_Task prompt:_
Transcribe each entry below exactly. Pictures do not go in the copy.
** Start Extracted entries **
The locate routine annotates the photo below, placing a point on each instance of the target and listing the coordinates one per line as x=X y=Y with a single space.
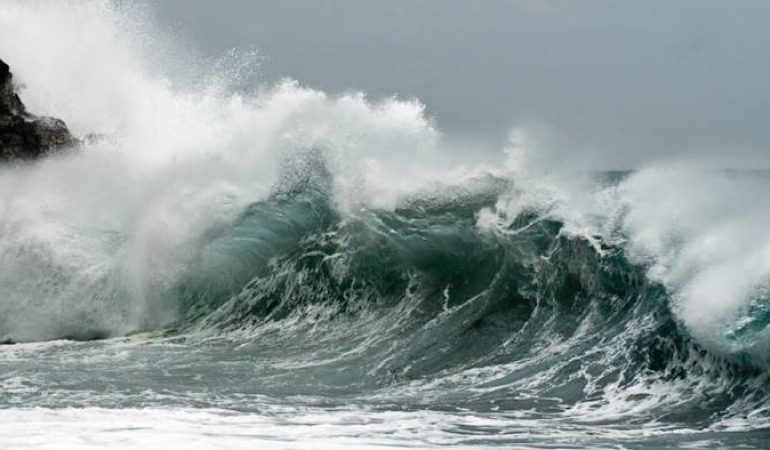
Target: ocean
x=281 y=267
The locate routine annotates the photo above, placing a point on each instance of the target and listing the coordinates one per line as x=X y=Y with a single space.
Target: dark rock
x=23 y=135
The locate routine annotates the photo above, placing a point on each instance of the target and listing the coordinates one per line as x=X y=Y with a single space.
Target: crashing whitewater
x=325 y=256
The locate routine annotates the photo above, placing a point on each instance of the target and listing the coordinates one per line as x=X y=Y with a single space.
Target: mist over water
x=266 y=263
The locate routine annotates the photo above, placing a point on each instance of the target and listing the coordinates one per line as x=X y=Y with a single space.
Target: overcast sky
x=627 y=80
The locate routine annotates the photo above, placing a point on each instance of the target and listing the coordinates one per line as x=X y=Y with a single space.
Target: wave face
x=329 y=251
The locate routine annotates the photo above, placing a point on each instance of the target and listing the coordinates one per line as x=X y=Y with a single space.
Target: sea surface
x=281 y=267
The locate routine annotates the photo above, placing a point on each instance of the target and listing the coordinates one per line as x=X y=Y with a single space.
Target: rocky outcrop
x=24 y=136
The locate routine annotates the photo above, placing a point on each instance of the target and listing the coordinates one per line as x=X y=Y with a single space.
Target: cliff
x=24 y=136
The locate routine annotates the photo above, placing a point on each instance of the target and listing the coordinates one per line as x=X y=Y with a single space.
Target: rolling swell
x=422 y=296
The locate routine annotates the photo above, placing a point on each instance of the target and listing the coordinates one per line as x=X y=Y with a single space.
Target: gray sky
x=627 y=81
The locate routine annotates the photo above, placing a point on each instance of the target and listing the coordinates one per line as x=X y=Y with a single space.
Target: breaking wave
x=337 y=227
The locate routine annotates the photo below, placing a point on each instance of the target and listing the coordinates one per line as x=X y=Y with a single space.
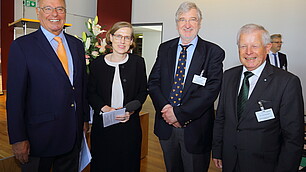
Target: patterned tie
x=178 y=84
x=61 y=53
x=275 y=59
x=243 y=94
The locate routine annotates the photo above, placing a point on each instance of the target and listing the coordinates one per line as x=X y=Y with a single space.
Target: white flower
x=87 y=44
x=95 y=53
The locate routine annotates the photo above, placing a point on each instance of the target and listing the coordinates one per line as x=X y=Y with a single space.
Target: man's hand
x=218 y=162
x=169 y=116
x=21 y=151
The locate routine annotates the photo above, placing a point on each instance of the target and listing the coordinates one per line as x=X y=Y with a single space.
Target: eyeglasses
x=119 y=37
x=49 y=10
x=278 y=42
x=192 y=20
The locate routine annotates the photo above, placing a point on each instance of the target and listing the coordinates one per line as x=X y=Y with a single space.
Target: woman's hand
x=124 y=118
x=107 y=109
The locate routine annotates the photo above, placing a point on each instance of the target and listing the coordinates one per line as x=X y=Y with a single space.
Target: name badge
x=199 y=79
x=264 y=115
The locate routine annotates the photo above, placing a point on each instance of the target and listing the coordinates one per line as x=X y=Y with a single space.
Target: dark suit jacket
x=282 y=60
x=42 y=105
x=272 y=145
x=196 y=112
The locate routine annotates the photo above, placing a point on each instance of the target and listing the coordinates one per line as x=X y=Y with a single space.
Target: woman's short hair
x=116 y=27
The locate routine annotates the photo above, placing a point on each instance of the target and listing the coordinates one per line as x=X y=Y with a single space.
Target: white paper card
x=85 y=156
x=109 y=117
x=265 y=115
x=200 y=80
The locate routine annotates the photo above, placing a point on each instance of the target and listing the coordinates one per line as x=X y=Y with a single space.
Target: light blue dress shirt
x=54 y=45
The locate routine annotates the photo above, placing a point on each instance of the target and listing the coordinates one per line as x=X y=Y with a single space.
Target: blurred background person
** End Extracted entries **
_Output:_
The locate routine annotates the photo below, placing a point on each instance of the target and listing the coordinates one per line as x=X y=Y with a single space.
Target: ocean
x=281 y=267
The locate routine annotates the photo above, placing a point on each instance of the target and listing the coordinates one per line as x=X y=Y with a single space.
Target: dark rock
x=23 y=135
The locate routine annotates the photo above, placing a point on each instance of the target and listing the coordinates one per line as x=X y=Y with a single space.
Target: crashing whitewater
x=325 y=256
The locate routine annotates the photo above, placing a point on each instance of the target and listing the coordinates one per line as x=X y=Y with a single space.
Target: mist over water
x=266 y=263
The locate routine annotates the photo above, placing a point on each instance of the target and listing the coordinates one per line as x=X y=Y with a single space.
Target: overcast sky
x=627 y=80
The locate routine annotates the photo above, placing a point on each instance of the target and listing the coordinates one per line as x=X y=Y with a single space.
Target: wave face
x=329 y=251
The locate routine annotates the photo above, placing a point on each instance of the target and listing the coordinates one per line as x=X y=Y with a single space.
Target: sea surface
x=281 y=267
The locate routine annotates the photo above, placing a point on each instance of the target and listing the coordinates one per line as x=X y=Y with a single space.
Target: rocky outcrop
x=24 y=136
The locate routine annotates the photo above, placing a point on each instance of the target and listing the coordinates one per line as x=X y=Y with a single space.
Target: cliff
x=24 y=136
The locate routine annotates the photo above, placing a point on each instance of the target and listing the coordinates one per line as x=X y=Y with a single space.
Target: rolling swell
x=422 y=296
The locate routine annotates the photo above, placing a point on each instance of the target and listing the coordinates one per line as x=X y=Y with a single space.
Target: gray sky
x=627 y=81
The locate routine annotates the photo above, placing a point on each instance of the target and listing the coordinates one per line as x=X y=Y with a single space.
Target: breaking wave
x=337 y=227
The locate routine annotates the photo below, placing a point on each instance of the target and listing the coordinates one per line as x=X y=Y with a single space.
Target: patterned tie
x=178 y=84
x=61 y=53
x=275 y=59
x=243 y=94
The locate routine annotates the photo above, placing a point on each instance of the target and listing the coordinates one per line as x=X y=Y with a single space.
Target: white flower
x=87 y=44
x=95 y=53
The locate routine annotates the photo above, placing a point on each instance of the target and listing the coordinates one per line as x=X y=Y with a single space.
Target: man's hand
x=218 y=162
x=169 y=116
x=21 y=151
The locate routine annotates the photo above, placing a point on each instance of the target and listing the coordinates one per line as x=X y=Y with a single space.
Target: eyeglasses
x=119 y=37
x=49 y=10
x=278 y=42
x=192 y=20
The locate routine annotates the photo above, placing a point on each instance of the target and listing the coordinates one per line as x=X y=Y with a single space.
Target: woman's hand
x=124 y=118
x=107 y=109
The locate routine annotates the photo above, placing a point on each instance of the target and listing the coordinates one per line as x=X y=Y with a single space.
Target: name badge
x=199 y=79
x=264 y=115
The locate routine annotates the photo above, placing a point on each instance of the target and listing the coordinates one per line as x=X y=Y with a single space.
Target: dark suit jacket
x=282 y=60
x=42 y=105
x=272 y=145
x=196 y=112
The locate routine annotates the photo above, placing a point on each instance of the target and listing the coordinates one per line as x=X y=Y with a single space.
Target: woman's short hair
x=116 y=27
The locate routine annotates the photo above, placing a point on each instance of the target and listing the coordinates one per line as x=X y=Y with a single space.
Target: white paper card
x=85 y=156
x=109 y=117
x=265 y=115
x=200 y=80
The locate routine annotates the photo above, placing a point on each instance of the target and listing the coordinates one per line as x=X y=Y with a single space.
Target: light blue dress shirt
x=54 y=45
The locate routine annotates the photo above, placing a point on each instance of the target and listing the coordinates one per line as x=X y=Y with a single space.
Target: blurred background person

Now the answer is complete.